WHAT YOU SHOULD DO:
In the report on officers being shocked with Tasers during police training, how many lawsuits over "training injuries" does Taser International Inc. acknowledge in a public filing?

START SELECTED PASSAGE

They're designed to subdue suspects, so why are police using Tasers to shock their own officers? The Investigators exposes a potentially dangerous practice within many Colorado law enforcement agencies.
It's a practice that is designed to build confidence in Taser use and to enhance the officer's credibility in the courtroom. But at what cost? Our investigation found cases in Colorado and across the country where officers claim severe injuries after being jolted with 50,000 volts from a Taser.
Doug Perry took a Taser hit during training at Aurora Community College's Police Academy.
"I didn't want to be there but it's part of the class," he said. "As soon as I got up, I knew I was hurt."
Perry said the five second Taser jolt sent him to the hospital where doctors treated him for a variety of injuries, including a broken back. Perry said he was told that a Taser could not injure him.
"It's kind of like the old boys network. You're not really one of the boys unless you can stand up and take a Taser hit and you can stand up and high five and it's almost like a machismo kind of thing," Perry said.
So why are law enforcement agencies allowing recruits and officers to voluntarily take a Taser hit in training?
The logic is that taking a Taser hit will improve an officers confidence in the weapon, create a better understanding of its power and make the officer more credible in the courtroom during a trial.
In a training video the Taser company clearly emphasizes the weapons' safety.
"(It will be) transmitting patented shaped pulse energy into the central nervous system of the target, safely causing immediate incompasitation ... safely, effectively and without injury," the video says.
"There's no value added. There's absolutely zero value added in subjecting a police officer to that type of risk. It's not done with conventional weapons," said forensic engineer James Ruggieri.
Ruggieri has studied the impact and safety of Tasers. In one report he specifically states, "Officer Tasing as a means of training for authorization to use the Taser should cease immediately."
"One doesn't ask a police officer to take a 9-mm hit into his bulletproof vest. So why are looking at requiring officers to subject themselves to risky ... a risky event such as exemplar Taser training?" Ruggieri said.
7NEWS has learned that Perry's Taser experience was not unique.
One Utah sheriff's deputy blames a Taser hit during training for a neck injury that has kept him out of uniform and out of work.
In a public filing, Taser International Inc. acknowledges seven lawsuits resulting from "training injuries."
The growing concern has led some agencies to pull the plug on Taser hits during training. That list includes the Denver Police Department, the Phoenix Police Department and Arizona's Maricopa County Sheriff.
7NEWS' investigation also found several metro area law enforcement agencies that do Tase officers during training including Lakewood, Aurora, Jefferson County and Douglas County.
"It's a voluntary option if the officers want to be Tased," said Douglas County Sheriff's Department Lt. Alan Stanton. "We've had no injuries resulting from training from Tasing. When we see officers being injured, by all means, that's something we'd want to look at. "
Perry is hoping that the other law enforcement agencies recognize the risks and remove the 50,000 volt jolt from all officer training.
"All these police departments that are hooking people up and Tasing them ... it needs to stop immediately," Perry said. "There is no reason in the world why a police officer needs to know what the Taser feels like."
Aurora Community College is currently reconsidering its use of the Taser at its police academy. Douglas County has never had a deputy injured during training but said it will study this latest information. Taser International declined 7NEWS' request for an interview on this issue.

END SELECTED PASSAGE
START LISTED ENTRIES

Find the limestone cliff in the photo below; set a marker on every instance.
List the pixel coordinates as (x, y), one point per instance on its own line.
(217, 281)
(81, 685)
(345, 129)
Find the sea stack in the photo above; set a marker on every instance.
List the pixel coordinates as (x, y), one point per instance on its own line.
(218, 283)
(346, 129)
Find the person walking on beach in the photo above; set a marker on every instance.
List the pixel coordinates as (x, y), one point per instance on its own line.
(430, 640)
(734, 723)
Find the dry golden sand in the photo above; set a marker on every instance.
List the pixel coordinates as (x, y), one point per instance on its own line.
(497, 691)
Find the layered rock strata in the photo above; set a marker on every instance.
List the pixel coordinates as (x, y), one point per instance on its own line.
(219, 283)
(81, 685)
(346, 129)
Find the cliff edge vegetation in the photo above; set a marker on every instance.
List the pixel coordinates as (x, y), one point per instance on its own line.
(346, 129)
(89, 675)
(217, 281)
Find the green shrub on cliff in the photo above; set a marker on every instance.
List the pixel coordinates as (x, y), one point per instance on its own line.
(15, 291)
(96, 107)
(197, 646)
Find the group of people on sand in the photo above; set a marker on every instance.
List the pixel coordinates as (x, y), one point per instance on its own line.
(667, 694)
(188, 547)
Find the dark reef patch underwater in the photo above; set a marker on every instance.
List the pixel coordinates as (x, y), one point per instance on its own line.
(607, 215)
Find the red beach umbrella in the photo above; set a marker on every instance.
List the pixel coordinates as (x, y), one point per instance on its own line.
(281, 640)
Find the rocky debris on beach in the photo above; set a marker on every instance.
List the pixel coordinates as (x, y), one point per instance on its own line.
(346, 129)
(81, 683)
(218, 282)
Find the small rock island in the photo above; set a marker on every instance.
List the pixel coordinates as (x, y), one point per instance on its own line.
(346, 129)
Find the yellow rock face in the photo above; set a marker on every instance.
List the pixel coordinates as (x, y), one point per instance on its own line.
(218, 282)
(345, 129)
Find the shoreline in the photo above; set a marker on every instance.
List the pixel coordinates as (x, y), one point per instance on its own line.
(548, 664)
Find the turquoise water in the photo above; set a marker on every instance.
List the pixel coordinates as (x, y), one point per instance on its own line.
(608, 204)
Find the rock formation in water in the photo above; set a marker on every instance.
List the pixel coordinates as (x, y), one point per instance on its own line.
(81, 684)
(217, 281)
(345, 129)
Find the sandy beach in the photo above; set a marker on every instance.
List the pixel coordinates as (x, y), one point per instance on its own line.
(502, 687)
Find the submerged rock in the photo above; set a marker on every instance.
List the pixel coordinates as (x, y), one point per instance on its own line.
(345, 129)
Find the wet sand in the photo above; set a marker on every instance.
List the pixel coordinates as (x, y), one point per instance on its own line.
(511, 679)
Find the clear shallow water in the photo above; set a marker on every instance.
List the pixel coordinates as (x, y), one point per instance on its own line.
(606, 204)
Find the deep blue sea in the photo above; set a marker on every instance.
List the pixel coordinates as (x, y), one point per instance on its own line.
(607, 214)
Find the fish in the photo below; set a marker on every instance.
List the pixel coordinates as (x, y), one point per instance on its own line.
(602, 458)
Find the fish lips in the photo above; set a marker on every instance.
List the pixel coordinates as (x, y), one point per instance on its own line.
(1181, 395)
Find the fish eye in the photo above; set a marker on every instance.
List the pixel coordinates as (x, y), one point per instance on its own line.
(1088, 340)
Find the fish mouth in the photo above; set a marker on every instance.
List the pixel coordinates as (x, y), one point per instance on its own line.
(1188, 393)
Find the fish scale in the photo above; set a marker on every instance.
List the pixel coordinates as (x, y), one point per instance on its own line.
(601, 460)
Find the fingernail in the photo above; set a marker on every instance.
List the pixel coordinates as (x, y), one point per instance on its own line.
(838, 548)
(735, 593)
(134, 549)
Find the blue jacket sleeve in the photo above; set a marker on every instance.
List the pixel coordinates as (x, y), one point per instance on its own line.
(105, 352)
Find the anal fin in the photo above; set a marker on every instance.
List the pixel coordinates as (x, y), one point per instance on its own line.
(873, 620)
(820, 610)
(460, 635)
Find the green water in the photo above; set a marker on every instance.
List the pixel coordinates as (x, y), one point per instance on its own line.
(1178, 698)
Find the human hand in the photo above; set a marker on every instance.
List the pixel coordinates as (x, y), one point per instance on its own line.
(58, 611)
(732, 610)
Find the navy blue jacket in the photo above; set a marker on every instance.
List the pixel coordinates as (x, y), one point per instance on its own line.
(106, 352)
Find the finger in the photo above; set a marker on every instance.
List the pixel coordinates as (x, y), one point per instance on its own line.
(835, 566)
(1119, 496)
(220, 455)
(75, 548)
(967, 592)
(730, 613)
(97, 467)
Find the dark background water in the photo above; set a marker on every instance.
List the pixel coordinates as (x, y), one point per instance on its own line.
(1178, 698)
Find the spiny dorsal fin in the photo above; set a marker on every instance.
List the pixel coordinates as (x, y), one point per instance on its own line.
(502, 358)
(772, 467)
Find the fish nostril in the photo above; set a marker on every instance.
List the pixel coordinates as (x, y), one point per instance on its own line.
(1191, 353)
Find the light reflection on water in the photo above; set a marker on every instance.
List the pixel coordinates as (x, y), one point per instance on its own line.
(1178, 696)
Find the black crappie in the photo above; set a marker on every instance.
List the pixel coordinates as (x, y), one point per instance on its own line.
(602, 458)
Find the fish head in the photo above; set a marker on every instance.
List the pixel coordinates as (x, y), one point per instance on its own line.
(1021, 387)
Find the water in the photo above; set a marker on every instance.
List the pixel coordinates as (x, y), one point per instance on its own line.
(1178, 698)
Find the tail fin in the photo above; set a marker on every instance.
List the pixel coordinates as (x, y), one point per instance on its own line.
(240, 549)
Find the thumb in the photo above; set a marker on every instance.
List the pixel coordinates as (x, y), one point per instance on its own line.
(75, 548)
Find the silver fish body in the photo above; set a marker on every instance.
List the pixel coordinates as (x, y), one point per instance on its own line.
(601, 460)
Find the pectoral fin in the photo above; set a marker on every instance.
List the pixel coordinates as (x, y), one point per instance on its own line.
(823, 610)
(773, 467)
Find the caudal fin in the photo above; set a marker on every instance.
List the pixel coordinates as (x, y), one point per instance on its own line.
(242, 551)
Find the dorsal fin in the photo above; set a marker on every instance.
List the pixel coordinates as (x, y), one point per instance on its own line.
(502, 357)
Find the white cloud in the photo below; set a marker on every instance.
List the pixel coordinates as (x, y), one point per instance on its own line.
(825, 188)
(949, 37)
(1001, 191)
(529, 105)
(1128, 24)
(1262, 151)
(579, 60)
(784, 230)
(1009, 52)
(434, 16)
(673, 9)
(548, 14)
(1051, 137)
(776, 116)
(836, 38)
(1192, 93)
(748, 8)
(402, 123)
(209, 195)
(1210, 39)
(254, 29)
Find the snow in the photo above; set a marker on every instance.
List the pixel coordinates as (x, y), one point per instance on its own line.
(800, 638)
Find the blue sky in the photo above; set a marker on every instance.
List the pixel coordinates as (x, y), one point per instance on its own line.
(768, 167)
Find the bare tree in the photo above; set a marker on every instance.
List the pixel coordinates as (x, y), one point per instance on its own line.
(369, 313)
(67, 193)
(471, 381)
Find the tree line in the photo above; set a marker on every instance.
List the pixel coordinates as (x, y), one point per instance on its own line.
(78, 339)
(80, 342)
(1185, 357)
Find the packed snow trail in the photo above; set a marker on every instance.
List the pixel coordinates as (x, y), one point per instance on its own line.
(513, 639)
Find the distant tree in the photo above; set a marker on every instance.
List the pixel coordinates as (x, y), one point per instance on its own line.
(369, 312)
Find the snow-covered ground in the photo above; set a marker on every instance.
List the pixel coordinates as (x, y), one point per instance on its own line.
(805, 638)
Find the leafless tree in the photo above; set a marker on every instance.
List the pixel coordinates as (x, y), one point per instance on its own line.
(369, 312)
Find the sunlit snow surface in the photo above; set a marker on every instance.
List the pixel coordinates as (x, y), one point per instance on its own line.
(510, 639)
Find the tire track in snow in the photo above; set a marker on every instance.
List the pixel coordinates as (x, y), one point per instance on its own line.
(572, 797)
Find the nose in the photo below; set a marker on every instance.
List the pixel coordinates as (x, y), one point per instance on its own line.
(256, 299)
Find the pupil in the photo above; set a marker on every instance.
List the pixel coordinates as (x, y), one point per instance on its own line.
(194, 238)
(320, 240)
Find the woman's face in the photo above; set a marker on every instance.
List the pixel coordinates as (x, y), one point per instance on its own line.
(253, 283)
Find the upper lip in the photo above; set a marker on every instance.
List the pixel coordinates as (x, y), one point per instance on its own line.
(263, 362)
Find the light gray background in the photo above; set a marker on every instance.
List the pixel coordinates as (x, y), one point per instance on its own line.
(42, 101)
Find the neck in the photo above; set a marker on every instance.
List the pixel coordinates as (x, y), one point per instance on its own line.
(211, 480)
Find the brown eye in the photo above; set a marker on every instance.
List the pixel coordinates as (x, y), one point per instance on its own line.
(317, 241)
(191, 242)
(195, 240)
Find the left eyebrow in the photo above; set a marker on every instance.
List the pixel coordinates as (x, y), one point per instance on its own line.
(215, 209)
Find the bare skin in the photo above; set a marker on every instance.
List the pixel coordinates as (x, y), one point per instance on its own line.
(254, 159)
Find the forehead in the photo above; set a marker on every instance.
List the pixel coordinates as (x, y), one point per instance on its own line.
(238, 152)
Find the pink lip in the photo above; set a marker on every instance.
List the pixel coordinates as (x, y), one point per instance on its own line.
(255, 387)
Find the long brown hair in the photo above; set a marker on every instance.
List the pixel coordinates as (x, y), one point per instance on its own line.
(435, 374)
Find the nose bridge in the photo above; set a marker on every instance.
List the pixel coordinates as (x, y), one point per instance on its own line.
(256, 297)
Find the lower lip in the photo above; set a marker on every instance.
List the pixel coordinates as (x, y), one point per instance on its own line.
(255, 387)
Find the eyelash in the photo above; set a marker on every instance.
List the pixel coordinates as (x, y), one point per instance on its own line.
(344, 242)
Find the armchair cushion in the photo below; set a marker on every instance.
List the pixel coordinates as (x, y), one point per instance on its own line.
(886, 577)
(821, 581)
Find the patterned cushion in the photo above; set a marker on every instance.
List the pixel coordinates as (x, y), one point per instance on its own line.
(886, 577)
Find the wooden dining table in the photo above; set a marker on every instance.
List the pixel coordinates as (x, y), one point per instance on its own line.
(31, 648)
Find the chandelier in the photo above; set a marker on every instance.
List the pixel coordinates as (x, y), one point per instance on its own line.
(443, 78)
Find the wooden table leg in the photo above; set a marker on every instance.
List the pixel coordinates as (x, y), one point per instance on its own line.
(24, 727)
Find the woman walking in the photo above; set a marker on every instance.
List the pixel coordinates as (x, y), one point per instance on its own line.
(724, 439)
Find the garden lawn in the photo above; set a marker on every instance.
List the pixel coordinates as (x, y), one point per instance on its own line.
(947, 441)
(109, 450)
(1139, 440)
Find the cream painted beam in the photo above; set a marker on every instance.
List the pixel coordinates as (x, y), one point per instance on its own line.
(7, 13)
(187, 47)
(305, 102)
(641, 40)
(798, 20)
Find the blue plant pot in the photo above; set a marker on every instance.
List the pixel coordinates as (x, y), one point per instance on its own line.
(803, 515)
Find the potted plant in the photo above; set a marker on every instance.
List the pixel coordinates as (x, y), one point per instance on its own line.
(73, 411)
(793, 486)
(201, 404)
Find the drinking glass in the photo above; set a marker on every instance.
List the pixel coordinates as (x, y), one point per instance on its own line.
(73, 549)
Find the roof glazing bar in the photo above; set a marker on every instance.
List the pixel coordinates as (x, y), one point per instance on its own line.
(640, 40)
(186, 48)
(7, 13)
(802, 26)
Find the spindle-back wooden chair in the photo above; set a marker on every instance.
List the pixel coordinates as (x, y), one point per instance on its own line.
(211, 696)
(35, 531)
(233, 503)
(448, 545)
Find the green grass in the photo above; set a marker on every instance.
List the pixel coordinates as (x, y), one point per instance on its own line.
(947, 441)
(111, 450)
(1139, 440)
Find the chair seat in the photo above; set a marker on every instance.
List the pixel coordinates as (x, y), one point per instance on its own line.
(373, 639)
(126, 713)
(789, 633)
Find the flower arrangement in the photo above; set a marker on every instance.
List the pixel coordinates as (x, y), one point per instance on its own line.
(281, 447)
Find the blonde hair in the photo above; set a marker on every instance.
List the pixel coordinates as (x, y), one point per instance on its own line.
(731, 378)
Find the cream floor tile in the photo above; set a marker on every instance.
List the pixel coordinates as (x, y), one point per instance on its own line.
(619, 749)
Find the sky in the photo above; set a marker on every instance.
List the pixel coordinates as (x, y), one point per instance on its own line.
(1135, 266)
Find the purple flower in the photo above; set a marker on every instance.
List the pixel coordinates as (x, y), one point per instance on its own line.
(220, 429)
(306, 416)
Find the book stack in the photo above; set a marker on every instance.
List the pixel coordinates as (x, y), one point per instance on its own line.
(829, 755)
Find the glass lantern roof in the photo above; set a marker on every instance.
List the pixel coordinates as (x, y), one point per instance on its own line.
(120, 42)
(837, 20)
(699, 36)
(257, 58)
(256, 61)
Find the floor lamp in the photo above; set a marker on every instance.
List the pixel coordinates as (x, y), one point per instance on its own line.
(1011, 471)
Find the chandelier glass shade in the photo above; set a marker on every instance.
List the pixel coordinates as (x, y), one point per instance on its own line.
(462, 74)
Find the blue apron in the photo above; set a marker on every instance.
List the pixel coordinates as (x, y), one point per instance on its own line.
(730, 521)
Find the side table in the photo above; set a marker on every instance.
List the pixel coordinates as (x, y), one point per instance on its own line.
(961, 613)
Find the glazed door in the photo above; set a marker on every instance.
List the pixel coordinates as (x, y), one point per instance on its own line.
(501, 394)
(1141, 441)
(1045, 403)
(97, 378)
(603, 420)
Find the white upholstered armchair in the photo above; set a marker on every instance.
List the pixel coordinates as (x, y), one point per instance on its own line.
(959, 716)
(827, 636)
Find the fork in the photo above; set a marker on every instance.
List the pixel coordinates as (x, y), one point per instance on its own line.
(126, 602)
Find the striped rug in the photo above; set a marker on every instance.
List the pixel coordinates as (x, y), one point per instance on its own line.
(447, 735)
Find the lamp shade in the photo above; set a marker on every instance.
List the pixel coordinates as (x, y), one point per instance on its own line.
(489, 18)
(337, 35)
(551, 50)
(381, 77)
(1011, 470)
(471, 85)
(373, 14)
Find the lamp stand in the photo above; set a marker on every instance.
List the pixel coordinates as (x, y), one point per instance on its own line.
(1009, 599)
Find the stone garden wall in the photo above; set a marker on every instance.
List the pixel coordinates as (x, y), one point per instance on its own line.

END LISTED ENTRIES

RESULT:
Seven.